> WHAT IS NEEDED:
Copy each entry as it stands, leaving nothing out.

## START

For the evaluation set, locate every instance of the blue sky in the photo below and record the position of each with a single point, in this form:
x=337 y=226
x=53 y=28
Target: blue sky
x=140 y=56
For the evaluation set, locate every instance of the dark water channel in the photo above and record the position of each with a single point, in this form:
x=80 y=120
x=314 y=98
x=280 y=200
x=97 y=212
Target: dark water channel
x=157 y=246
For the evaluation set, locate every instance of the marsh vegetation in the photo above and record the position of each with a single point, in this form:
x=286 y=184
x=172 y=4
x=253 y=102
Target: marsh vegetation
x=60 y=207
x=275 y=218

## END

> TASK OUTPUT:
For the evaluation set, locate every instance of the blue sky in the photo below and record the position of each with a single point, in this form:
x=337 y=226
x=53 y=28
Target: blue sky
x=140 y=56
For the evaluation set, locate every instance of the dark water channel in the photo above and record the position of each with a single point, in this form:
x=80 y=120
x=314 y=98
x=280 y=200
x=97 y=212
Target: dark water channel
x=157 y=246
For the evaluation set, locate every instance of the marsh vegetation in the photo above and record the position of each with a single point, in this form:
x=286 y=184
x=172 y=4
x=253 y=102
Target: marsh vegetation
x=60 y=207
x=275 y=218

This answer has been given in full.